>> start Text excerpt

71 years ago yesterday, from the cruiser, USS Augusta, in the mid-Atlantic President Harry S Truman announced that the first atomic bomb had been dropped on the Japanese city of Hiroshima. He said that the device was 2,000 times more powerful than the largest bomb used to date. Dropped from the B-29 bomber, known as Enola Gay, Truman declared that the bomb harnessed the basic power of the universe. The bomb was known as ‘Little Boy’ after President Roosevelt, while the bomb dropped on Nagasaki on 9 August was known as ‘Fat Man’, after Winston Churchill. Over 200,000 people were killed on those two days. By the close of World War II, over 60 million people had been killed.

In May, President Obama became the first sitting president to visit the Hiroshima Peace Memorial Museum, laying a wreath at the cenotaph. He met a number of the survivors from Hiroshima and Nagasaki. The New York Times carried some of the personal stories of survivors. Mr Tsuboi told of the burns all over his body. Mr Tanaka, now 75, still remembers the smell of burning flesh. Mr Fukahoi described how a woman had held on to his leg for help. He reached down to grab her arm but her skin came off in strips. The New York Times quoted historians who argue that, without the bombs, a far greater number of people would have been killed had the US and its allies had to mount a land invasion. This week: 71 years ago.

>> end Text excerpt
>> start Provided data

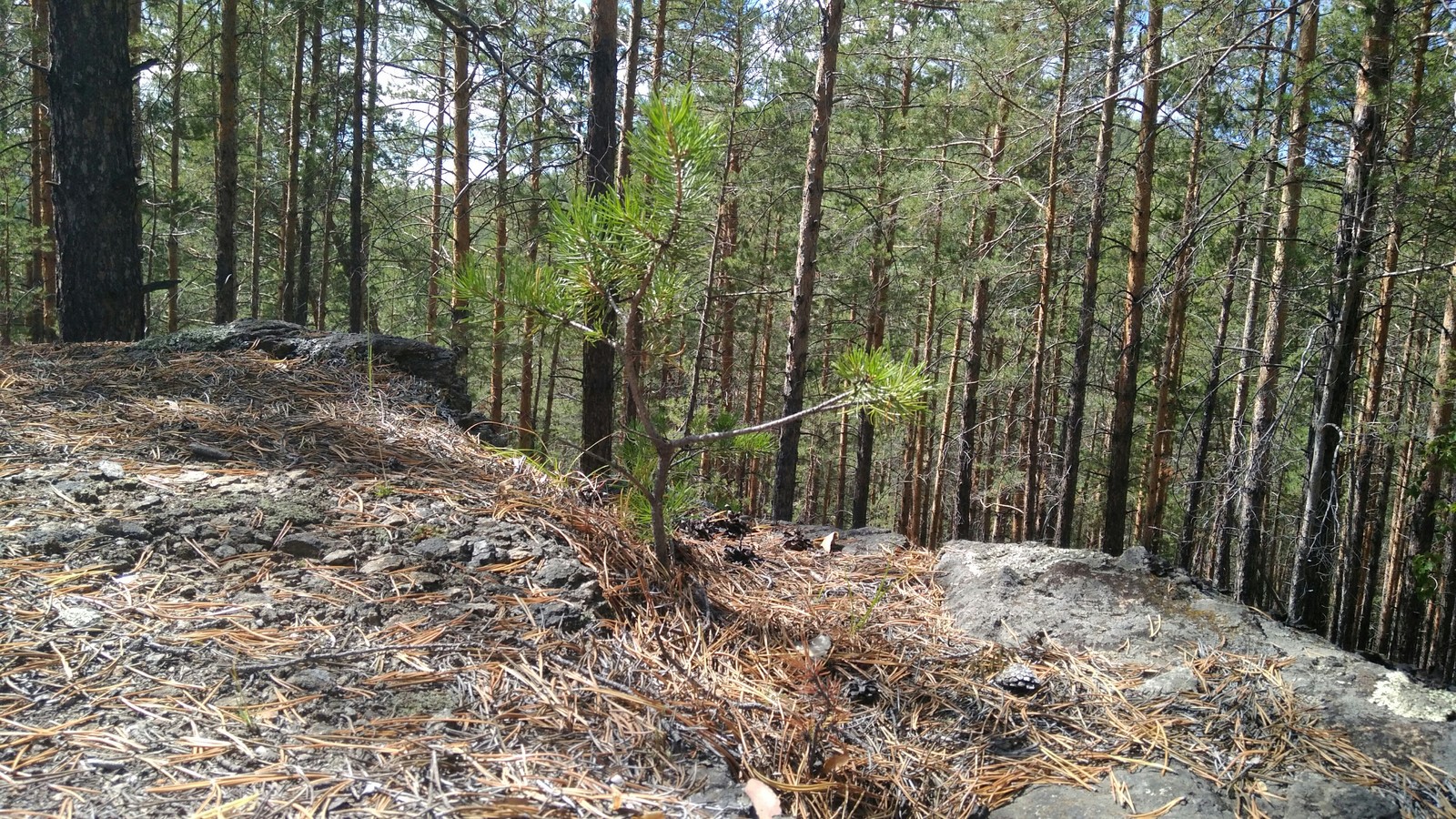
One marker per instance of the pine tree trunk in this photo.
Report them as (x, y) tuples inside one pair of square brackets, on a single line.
[(1254, 501), (630, 91), (357, 174), (437, 229), (225, 278), (1361, 548), (1169, 366), (526, 420), (1411, 608), (1045, 283), (1087, 321), (805, 263), (174, 174), (255, 244), (288, 245), (970, 421), (98, 229), (460, 210), (41, 273), (599, 359), (1125, 390), (502, 120), (1315, 559)]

>> end Provided data

--- Stated task ---
Reproduce the whole text above on the Hiroshima and Nagasaki bombings word for word, from its first sentence to its last.

--- Exercise result ---
71 years ago yesterday, from the cruiser, USS Augusta, in the mid-Atlantic President Harry S Truman announced that the first atomic bomb had been dropped on the Japanese city of Hiroshima. He said that the device was 2,000 times more powerful than the largest bomb used to date. Dropped from the B-29 bomber, known as Enola Gay, Truman declared that the bomb harnessed the basic power of the universe. The bomb was known as ‘Little Boy’ after President Roosevelt, while the bomb dropped on Nagasaki on 9 August was known as ‘Fat Man’, after Winston Churchill. Over 200,000 people were killed on those two days. By the close of World War II, over 60 million people had been killed.

In May, President Obama became the first sitting president to visit the Hiroshima Peace Memorial Museum, laying a wreath at the cenotaph. He met a number of the survivors from Hiroshima and Nagasaki. The New York Times carried some of the personal stories of survivors. Mr Tsuboi told of the burns all over his body. Mr Tanaka, now 75, still remembers the smell of burning flesh. Mr Fukahoi described how a woman had held on to his leg for help. He reached down to grab her arm but her skin came off in strips. The New York Times quoted historians who argue that, without the bombs, a far greater number of people would have been killed had the US and its allies had to mount a land invasion. This week: 71 years ago.